▸ **EXERCISE PASSAGE**:

Get the cops out every time.
I've a bastard cuntish eye infection.
We've just had a vote for residents' parking in our road. Some whinged about it being a council put up job but I'm fed up with the stream of office worker slags parking their Fiat Puntos in our road and blocking the traffic/our drive, so voted for. NIMBY is the correct outlook on life.
Will you have to pay for a permit?
Yes, although we may not buy one as we have off street parking. It's turfing out the vile freeloading scum which is the name of the game.
Drove half an hour to see a physio and only after I had waited for half an hour after my appointment time was I told it was with a member of staff who wasn't working that day. Fucking useless. I should follow a ten minute waiting rule in future.
What? Did you go in there and say 'I have an appointment with...' and then you just sat there for 30 minutes before they told you?

▸ **SUPPLIED INFORMATION**:
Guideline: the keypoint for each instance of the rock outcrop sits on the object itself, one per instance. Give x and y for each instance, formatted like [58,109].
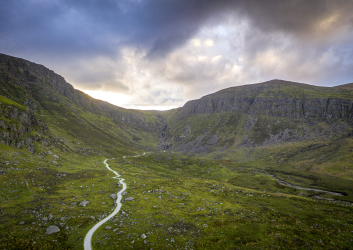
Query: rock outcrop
[20,127]
[277,98]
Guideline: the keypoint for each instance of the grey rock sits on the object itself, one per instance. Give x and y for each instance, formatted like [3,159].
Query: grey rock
[83,203]
[52,229]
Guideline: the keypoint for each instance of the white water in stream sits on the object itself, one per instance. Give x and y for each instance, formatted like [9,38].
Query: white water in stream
[88,238]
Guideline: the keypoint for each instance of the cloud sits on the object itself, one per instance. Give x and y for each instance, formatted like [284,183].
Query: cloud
[166,52]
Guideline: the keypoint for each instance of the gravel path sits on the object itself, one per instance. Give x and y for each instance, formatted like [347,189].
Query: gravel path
[88,238]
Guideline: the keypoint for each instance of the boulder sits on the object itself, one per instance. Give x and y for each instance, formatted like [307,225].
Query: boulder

▸ **WHAT TO DO**:
• a. Shorten the paragraph of the forum thread that begins "Drove half an hour to see a physio" into two or three bulleted points, keeping its main facts.
• b. Decide whether each statement agrees with the forum thread. Answer yes or no for each, quoting the words of the thread that settle it.
(i) Everyone on the road welcomed the residents' parking vote.
(ii) The poster who voted for residents' parking has off-street parking.
(iii) The physio appointment was booked with a staff member who was not working that day.
• c. Continue the forum thread about residents' parking and the missed physio appointment, beginning right after its last post.
The records have no connection to the forum thread.

▸ **YOUR RESPONSES**:
• a.
- The writer drove half an hour to a physio appointment and waited half an hour past the appointment time.
- Only then was the writer told that the appointment was with a staff member who wasn't working that day.
- The writer calls this useless and thinks a ten-minute waiting rule should be followed in future.

• b.
(i) No: "Some whinged about it being a council put up job"
(ii) Yes: "as we have off street parking"
(iii) Yes: "it was with a member of staff who wasn't working that day"

• c.
Would have been for longer if I hadn't said anything after 25 mins, it was only when they checked their system again that they realised. After thinking it was purely an admin error and I would still be seen, one of the physios then came out, apologetically to be fair, and said the only available time would be 4.30pm today (this was at 1.30pm) or tomorrow.
All because someone booked an appointment for me with a member of staff that wasn't even in. That shouldn't have even been possible.
This is through my work health plan as well so it's private.